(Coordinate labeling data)

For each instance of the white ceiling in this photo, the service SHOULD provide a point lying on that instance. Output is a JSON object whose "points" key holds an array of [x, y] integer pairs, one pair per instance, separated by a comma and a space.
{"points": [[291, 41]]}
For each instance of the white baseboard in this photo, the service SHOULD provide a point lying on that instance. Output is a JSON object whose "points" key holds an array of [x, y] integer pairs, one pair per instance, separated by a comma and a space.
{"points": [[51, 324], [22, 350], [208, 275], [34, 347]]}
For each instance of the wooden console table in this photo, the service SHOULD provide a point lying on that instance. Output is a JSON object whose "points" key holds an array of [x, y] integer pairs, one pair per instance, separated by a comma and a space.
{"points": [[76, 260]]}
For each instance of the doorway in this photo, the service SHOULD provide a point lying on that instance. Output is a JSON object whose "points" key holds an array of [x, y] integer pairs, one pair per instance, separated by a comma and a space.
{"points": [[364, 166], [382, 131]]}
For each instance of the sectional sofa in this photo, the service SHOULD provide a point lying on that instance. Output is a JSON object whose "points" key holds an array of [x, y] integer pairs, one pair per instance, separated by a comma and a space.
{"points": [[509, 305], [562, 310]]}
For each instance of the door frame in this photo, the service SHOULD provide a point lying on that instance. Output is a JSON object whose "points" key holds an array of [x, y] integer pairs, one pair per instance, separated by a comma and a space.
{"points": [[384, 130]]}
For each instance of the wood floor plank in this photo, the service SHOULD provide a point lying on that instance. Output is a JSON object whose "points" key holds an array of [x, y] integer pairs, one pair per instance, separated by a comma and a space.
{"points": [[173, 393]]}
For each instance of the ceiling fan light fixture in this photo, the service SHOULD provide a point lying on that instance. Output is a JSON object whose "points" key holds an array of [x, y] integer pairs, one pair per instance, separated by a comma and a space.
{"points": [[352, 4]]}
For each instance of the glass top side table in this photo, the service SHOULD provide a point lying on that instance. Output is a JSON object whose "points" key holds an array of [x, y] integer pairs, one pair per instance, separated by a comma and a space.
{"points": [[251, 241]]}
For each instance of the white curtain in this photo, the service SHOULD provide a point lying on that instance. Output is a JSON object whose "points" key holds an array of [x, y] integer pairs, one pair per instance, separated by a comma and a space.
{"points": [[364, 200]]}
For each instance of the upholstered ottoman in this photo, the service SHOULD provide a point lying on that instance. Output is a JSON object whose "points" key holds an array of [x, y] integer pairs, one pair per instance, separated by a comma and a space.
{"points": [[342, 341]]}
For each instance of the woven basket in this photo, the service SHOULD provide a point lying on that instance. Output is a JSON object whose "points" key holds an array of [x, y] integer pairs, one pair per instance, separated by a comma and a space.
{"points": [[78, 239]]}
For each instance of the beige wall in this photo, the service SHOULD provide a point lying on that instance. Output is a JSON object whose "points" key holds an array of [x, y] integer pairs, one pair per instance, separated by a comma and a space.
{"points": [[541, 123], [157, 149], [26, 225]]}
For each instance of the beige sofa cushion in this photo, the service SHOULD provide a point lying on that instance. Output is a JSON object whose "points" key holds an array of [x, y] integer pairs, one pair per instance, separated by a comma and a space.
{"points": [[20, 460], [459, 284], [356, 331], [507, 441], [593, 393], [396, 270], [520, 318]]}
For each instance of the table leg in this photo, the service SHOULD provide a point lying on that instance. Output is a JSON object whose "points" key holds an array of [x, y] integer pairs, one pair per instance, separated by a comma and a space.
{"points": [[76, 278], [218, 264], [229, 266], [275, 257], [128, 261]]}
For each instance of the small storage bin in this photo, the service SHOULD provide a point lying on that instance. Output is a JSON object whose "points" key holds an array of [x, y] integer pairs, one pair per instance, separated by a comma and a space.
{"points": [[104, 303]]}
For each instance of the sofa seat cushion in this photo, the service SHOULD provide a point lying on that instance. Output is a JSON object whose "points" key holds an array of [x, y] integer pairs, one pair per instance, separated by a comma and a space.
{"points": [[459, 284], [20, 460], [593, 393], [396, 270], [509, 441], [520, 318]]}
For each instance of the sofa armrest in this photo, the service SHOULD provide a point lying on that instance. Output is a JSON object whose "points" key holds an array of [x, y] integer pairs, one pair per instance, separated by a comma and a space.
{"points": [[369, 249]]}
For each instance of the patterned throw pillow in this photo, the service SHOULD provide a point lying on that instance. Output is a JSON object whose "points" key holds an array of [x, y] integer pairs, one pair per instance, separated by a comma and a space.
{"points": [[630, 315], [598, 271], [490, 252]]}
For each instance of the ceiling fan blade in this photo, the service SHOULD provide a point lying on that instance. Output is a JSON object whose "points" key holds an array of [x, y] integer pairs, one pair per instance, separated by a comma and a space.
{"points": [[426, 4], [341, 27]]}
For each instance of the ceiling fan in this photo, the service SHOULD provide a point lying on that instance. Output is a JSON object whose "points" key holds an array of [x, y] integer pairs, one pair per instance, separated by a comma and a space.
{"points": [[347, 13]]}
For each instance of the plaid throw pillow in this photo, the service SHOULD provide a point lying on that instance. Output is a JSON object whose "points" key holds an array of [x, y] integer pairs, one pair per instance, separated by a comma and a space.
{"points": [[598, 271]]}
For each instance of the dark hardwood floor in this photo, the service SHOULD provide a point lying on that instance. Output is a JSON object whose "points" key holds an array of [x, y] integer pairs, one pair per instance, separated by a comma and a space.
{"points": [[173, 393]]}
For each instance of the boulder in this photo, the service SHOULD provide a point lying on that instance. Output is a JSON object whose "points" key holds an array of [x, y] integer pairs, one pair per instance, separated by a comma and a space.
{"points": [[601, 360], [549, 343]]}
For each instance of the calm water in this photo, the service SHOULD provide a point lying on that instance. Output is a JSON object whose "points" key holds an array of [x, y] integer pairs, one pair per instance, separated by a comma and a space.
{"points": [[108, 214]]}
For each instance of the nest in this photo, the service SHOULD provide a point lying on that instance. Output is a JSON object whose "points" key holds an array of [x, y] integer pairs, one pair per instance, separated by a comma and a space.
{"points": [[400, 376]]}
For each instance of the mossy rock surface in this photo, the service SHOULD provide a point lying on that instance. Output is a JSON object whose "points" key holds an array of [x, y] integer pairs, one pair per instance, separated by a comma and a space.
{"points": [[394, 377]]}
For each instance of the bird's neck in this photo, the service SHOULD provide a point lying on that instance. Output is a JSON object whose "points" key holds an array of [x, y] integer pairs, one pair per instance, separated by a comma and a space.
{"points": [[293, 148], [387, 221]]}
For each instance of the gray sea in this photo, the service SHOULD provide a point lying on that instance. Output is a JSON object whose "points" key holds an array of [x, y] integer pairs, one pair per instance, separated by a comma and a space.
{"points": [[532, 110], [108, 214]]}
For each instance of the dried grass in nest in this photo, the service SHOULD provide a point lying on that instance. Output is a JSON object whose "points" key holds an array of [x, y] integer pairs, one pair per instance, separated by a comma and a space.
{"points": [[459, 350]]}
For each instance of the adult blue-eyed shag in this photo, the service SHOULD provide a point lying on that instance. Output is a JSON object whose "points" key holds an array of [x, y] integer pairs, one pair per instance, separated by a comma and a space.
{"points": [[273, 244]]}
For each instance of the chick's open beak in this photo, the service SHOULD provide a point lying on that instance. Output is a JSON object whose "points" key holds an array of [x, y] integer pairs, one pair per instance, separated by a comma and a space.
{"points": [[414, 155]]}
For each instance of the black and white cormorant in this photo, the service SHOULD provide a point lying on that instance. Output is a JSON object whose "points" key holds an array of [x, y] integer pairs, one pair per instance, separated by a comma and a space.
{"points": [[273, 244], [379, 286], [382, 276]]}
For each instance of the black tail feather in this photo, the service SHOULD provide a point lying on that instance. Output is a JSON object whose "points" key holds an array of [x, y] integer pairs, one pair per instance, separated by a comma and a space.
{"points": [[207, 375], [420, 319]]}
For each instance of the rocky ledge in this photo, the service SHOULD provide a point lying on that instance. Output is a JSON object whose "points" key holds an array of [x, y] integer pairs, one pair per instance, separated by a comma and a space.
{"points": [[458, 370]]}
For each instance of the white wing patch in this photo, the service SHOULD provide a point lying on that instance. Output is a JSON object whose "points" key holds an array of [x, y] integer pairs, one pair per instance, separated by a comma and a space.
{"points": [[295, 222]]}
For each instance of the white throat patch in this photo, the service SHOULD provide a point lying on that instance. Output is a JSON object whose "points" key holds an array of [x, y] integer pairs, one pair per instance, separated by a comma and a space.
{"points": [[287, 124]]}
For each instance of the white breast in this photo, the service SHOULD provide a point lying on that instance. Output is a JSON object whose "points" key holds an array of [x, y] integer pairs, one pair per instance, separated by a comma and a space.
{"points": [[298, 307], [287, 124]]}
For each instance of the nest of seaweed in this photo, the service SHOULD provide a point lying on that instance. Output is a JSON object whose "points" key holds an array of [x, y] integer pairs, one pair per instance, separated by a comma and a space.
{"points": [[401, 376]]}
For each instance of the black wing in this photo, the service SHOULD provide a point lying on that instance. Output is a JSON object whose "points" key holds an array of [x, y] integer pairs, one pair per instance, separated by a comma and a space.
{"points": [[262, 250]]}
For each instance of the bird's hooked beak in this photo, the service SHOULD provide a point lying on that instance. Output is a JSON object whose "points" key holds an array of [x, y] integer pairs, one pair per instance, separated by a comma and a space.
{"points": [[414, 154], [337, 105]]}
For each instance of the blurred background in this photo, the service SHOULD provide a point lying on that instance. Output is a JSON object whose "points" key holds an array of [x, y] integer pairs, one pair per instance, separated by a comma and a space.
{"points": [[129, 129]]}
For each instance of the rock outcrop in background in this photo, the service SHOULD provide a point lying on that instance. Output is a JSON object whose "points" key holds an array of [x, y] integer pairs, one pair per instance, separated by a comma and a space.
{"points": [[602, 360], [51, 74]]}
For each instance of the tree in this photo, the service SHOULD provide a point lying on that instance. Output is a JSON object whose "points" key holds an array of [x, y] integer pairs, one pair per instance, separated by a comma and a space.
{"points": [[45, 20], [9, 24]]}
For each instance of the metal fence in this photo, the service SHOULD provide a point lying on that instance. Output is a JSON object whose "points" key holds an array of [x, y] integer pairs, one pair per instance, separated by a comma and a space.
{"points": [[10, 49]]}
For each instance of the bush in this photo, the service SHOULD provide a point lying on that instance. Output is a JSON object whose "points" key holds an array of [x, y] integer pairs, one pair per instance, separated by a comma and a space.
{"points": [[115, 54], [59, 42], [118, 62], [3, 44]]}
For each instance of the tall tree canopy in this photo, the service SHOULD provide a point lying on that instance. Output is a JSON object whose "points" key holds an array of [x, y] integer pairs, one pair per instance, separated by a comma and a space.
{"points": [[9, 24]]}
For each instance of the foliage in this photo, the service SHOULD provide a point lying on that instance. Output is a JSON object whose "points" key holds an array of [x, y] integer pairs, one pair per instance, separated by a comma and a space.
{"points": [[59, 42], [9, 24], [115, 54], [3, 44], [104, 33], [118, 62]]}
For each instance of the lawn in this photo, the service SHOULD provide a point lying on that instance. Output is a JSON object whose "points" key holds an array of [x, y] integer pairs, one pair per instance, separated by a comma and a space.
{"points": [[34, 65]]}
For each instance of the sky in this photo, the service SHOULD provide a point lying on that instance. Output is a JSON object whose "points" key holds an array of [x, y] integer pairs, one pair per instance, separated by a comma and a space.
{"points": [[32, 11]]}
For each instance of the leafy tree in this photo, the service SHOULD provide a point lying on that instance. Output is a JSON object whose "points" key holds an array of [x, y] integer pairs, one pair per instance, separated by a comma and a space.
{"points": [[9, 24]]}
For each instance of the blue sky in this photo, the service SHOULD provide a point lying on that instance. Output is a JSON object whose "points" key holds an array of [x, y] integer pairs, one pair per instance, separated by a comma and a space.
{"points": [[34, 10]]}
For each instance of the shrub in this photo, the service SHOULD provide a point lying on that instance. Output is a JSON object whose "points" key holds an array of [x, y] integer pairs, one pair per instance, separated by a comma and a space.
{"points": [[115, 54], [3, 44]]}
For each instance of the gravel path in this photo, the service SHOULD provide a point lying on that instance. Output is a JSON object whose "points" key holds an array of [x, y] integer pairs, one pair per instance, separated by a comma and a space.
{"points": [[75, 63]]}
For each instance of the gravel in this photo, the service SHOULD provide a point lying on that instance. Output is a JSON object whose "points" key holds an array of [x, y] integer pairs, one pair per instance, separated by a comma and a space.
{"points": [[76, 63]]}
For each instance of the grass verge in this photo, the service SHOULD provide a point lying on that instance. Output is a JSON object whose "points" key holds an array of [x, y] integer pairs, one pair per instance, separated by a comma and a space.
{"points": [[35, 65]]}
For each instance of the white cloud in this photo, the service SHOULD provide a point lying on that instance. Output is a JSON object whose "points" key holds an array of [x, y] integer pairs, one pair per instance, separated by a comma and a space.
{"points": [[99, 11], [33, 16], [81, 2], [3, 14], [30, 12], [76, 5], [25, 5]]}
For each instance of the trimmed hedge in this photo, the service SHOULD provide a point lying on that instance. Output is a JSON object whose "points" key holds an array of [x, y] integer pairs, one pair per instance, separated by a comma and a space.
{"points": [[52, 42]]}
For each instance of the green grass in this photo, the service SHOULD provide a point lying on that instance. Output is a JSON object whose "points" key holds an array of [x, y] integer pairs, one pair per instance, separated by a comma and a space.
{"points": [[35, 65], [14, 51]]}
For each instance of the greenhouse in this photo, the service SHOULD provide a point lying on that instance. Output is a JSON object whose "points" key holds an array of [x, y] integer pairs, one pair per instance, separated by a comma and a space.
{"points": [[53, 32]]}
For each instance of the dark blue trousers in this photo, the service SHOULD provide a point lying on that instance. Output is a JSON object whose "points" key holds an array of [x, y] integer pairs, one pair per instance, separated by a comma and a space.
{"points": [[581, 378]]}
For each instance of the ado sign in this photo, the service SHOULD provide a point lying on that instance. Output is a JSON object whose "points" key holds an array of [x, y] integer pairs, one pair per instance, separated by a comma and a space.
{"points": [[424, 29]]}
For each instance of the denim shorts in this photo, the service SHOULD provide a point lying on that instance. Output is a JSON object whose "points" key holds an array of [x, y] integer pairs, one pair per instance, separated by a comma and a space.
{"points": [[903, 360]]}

_Exercise aim_: Write out exactly the lines starting with the one that holds "For each instance of the grass" and running through the last line above.

_Full answer_:
For each instance of the grass verge in this photo, the service SHOULD provide a point lying on that instance. Output is a JSON object whose "points" key holds an array of [x, y] integer pairs, one pair per instance, separated by a comma and a space.
{"points": [[35, 65]]}
For each instance of the white cloud in this photo, the service SHOULD provide a point lying on that instance. Output is a JSON object whose "points" key holds an array of [x, y] integer pairs, one pair per instance, separated by a comma and a space.
{"points": [[99, 11], [33, 16], [81, 2], [3, 14], [30, 12], [76, 5], [25, 5]]}
For each instance of the trimmed hedge in this photo, the service SHOULD provide a point lying on that instance. Output is a JSON object whose "points" key holds an array of [x, y] integer pairs, one pair per instance, separated by a comma and a space.
{"points": [[52, 42]]}
For each instance of the green grass in this photo, the service SHOULD provide a point lying on that instance. Output is a JSON object whose "points" key holds an array of [x, y] integer pairs, one pair per instance, separated by a comma and a space.
{"points": [[35, 65], [14, 51]]}
For each instance of the greenhouse in this photo, the service SHOULD provide a point lying on that instance. Output is a JSON object whose "points" key holds an array of [x, y] integer pairs, one pair per instance, separated by a comma and a space.
{"points": [[53, 32]]}
For each instance of the dark blue trousers in this photo, the service SHOULD provide a point lying on that instance. Output is a JSON object whose "points" key holds an array of [x, y] integer pairs, one pair per instance, separated by a comma and a space.
{"points": [[581, 378]]}
For each instance of the ado sign in this photo, the service SHOULD provide a point lying on that instance. Output is a JSON object whose "points" key holds an array of [x, y] integer pairs, one pair per instance, separated by a comma and a space.
{"points": [[424, 29]]}
For each instance of the denim shorts in this photo, the service SHOULD provide a point lying on that instance. Output is a JSON object whose "points" key holds an array of [x, y] integer pairs, one pair per instance, separated by a comma and a space.
{"points": [[903, 360]]}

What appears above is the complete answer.